[Pointing dataset records]
● ● ● ●
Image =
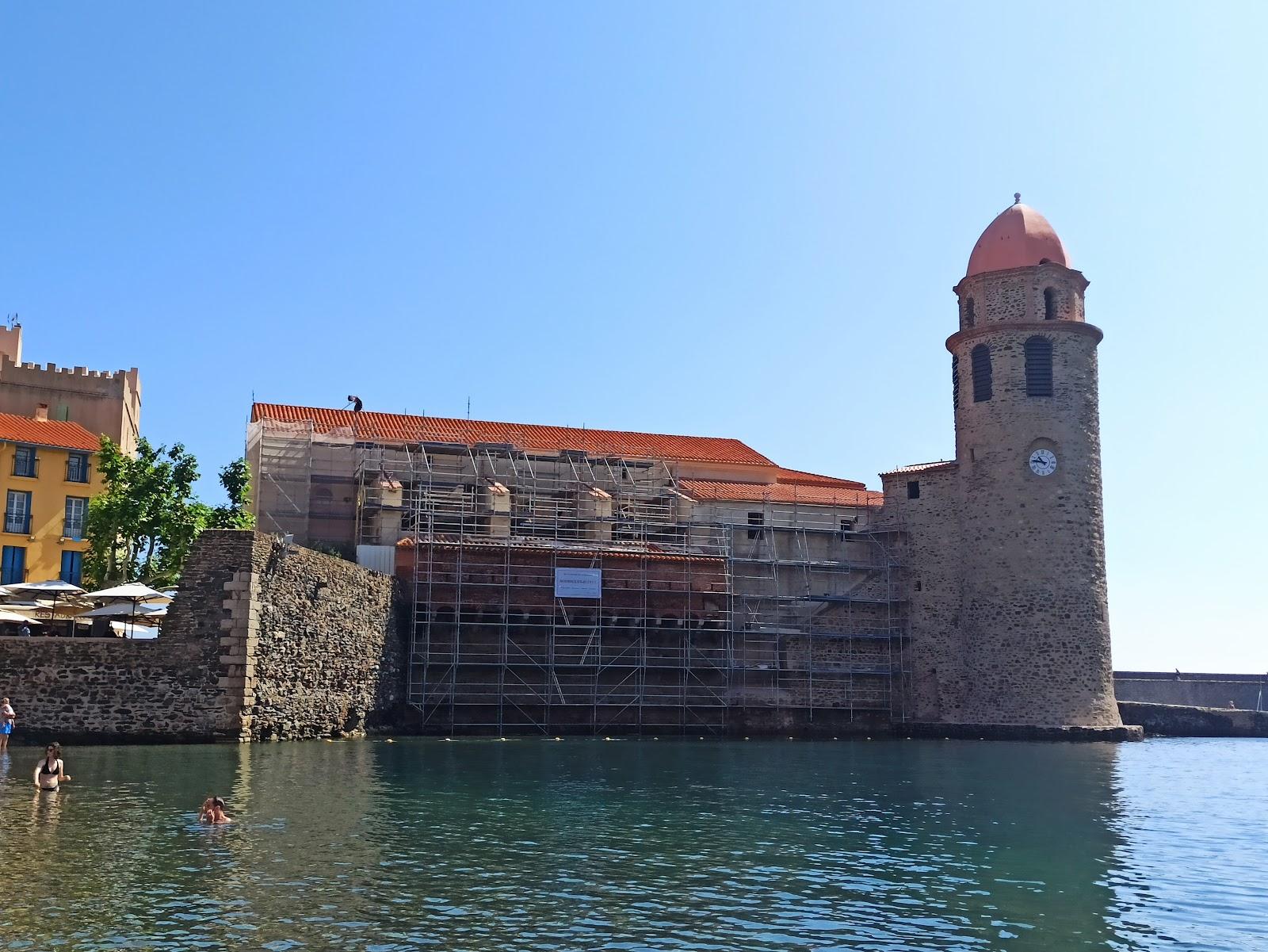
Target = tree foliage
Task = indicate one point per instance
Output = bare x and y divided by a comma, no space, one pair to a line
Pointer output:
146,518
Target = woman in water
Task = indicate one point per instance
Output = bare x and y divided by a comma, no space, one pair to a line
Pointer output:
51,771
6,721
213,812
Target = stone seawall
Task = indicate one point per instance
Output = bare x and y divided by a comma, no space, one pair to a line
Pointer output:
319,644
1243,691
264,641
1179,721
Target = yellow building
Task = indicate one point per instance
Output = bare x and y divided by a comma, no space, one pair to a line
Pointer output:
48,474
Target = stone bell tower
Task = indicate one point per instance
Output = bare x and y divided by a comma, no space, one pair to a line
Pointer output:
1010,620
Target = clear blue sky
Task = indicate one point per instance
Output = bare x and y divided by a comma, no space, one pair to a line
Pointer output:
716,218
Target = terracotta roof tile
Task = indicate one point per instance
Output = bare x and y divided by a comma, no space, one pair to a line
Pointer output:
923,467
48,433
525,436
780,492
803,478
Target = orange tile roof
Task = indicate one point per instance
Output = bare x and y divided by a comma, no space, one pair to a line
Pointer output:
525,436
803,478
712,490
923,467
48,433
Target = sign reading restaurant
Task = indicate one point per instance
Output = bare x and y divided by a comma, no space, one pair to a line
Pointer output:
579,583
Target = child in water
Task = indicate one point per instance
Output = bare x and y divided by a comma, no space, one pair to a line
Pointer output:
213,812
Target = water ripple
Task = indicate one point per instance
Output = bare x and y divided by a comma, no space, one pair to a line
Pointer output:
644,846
● ● ● ●
[Exercise aim] In this exercise, set down all of the data exactly, without the pictures.

[Task answer]
Image =
Target = tree foliage
Task = indicate one point per instance
Output = bare x and y divided by a comma, no space, one pair to a line
Pointer output:
146,518
Target = woman in water
Task = indicate one point per instance
Output = bare x and y divided by a comma, no space, one pair to a line
Pointer output:
51,771
6,721
213,812
Target = stone seawall
Task = indicate one point per instance
Output = bare x and y divided by a comma, no space, one pair to a line
Pointer output:
319,644
1243,691
264,641
1179,721
Target = yellow building
Task = indicate one point per instance
Output = bare x and y divided by a comma, no space, one pair to a line
Pointer output:
48,474
Target = stone bell tower
Task = indicate one point per instance
Output = bare x and y divided by a comma, no space, one pair to a line
Pointer output:
1010,620
Target = clear blue sky
Task = indicate one point per instance
Output = bare x and y divided by a comma, no space, one pair to a line
Pointer output:
716,218
Target = terracotta roof tile
Task = indicate one point per instance
Output = bare x and y divided by a comma, no space, one pair to a line
Pointer output:
923,467
48,433
525,436
780,492
803,478
Target = orange tile roof
Task = indicate one point per instance
Output = bare x and y divided by a comma, no space, one pair to a line
Pointer output:
525,436
803,478
712,490
923,467
48,433
Target = sign reading restaurant
Task = indicate one point per instance
Output = bare x and y divided by a comma, no space, one pair to a line
Pointer output:
579,583
Target = child in water
Task = indicate one point per instance
Output = bare x and y divided by a comma, no space, one pair to a line
Pointer output:
213,812
Target = water ripple
Task = indicate one point per instance
Output = bare x and y divided by a comma, no space, one pair to a line
Pointer output:
644,846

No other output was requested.